- **OBJECTIVE**:
Identify each line in the listing below that contains the word "tree", and copy those lines in full. Letter case matters when matching.

Start of EXERCISE MATERIAL

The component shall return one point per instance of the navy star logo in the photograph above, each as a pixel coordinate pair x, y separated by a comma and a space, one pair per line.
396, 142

End of EXERCISE MATERIAL
Start of EXERCISE MATERIAL

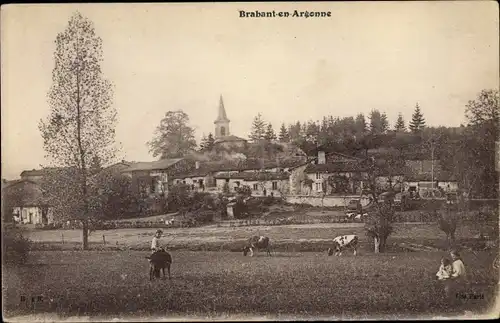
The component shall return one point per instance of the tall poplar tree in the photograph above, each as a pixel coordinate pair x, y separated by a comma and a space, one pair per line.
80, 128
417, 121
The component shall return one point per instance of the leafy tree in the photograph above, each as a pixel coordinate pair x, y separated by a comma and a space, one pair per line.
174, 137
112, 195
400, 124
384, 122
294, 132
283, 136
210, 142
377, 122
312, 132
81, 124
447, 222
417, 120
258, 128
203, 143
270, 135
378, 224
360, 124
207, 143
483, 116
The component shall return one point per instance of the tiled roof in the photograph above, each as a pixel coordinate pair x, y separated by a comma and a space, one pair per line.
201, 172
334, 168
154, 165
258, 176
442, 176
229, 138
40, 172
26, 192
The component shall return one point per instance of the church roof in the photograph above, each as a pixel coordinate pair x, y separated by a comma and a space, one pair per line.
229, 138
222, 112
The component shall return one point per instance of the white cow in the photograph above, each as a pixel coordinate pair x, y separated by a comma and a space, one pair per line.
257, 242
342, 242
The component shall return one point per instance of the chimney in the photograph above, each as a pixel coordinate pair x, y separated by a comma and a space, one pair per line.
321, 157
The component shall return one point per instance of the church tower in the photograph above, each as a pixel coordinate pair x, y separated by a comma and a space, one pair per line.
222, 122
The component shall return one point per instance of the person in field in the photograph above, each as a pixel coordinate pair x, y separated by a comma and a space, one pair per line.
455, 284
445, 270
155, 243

End of EXERCISE MATERIAL

- **RIGHT ANSWER**:
The component shall return one point per instance of the tall poplar tree in the photograph above, each as a pixel coordinate pair x, y separated by a comma and a space, one pair per line.
The component shall return one point per instance of the leafy tree in the photograph above, each as a pixel coordinate pair x, y separated by a comma and a space, one pair per line.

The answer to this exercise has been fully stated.